▶ BLOC DE TEXTE:
+ + + + + + +

Historiquement issue des professions de bibliothécaire, d’archiviste ou de documentaliste, le métier de veilleur s’inspire largement de leurs codes et de leurs méthodologies. Encore récemment cantonnée à l’inventaire et au classement de l’Information, la veille a pris son plein essor avec l’arrivée de l’informatique et des nouvelles technologies comme Internet. Aujourd’hui agrégée au concept plus global d’Intelligence économique, c’est un maillon à part entière de la chaîne stratégique d’une entreprise qui joue sans réserve son rôle de baromètre et de guide auprès des décideurs. Et à l’heure où nous parlons d’intelligence artificielle, d’algorithmes et d’automatisation, la veille continue de se transformer pour s’adapter aux nouveaux usages.
État des lieux et perspectives d’une expertise dans l’air du temps.
De vraies compétences nécessaires ?
Soyons honnête, la veille a encore du mal à s’affirmer comme un métier en tant que tel. N’avez-vous jamais remarqué comme ce terme était galvaudé ou minimisé ? La veille semblerait être une part acquise de la plupart des fonctions de managers. Elle serait résumée à de la “simple” prise d’information.
Il ne faut pas chercher bien loin pour se rendre compte. La veille est souvent mal appréciée à sa juste valeur. Prenons le dictionnaire par exemple, être “en veille” signifie être en pause, être à l’arrêt. Veiller, c’est un moment sans sommeil pendant le temps normalement destiné à dormir. Comme si ce temps devenait inutile, accessoire et improductif. Comme s’il s’agissait de se consacrer à la veille lors de moments d’accalmie. Ou encore en complément d’une charge de travail habituelle.

+ + + + + + +

▶ DONNÉES AFFICHÉES:
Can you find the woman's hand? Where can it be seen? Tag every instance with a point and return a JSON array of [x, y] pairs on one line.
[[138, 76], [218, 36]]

+ + + + + + +

▶ CONSIGNE: Recopiez intégralement, s'il vous plaît, le texte ci-dessus sur le métier de veilleur.

▶ SOLUTION DU PROBLÈME:
Historiquement issue des professions de bibliothécaire, d’archiviste ou de documentaliste, le métier de veilleur s’inspire largement de leurs codes et de leurs méthodologies. Encore récemment cantonnée à l’inventaire et au classement de l’Information, la veille a pris son plein essor avec l’arrivée de l’informatique et des nouvelles technologies comme Internet. Aujourd’hui agrégée au concept plus global d’Intelligence économique, c’est un maillon à part entière de la chaîne stratégique d’une entreprise qui joue sans réserve son rôle de baromètre et de guide auprès des décideurs. Et à l’heure où nous parlons d’intelligence artificielle, d’algorithmes et d’automatisation, la veille continue de se transformer pour s’adapter aux nouveaux usages.
État des lieux et perspectives d’une expertise dans l’air du temps.
De vraies compétences nécessaires ?
Soyons honnête, la veille a encore du mal à s’affirmer comme un métier en tant que tel. N’avez-vous jamais remarqué comme ce terme était galvaudé ou minimisé ? La veille semblerait être une part acquise de la plupart des fonctions de managers. Elle serait résumée à de la “simple” prise d’information.
Il ne faut pas chercher bien loin pour se rendre compte. La veille est souvent mal appréciée à sa juste valeur. Prenons le dictionnaire par exemple, être “en veille” signifie être en pause, être à l’arrêt. Veiller, c’est un moment sans sommeil pendant le temps normalement destiné à dormir. Comme si ce temps devenait inutile, accessoire et improductif. Comme s’il s’agissait de se consacrer à la veille lors de moments d’accalmie. Ou encore en complément d’une charge de travail habituelle.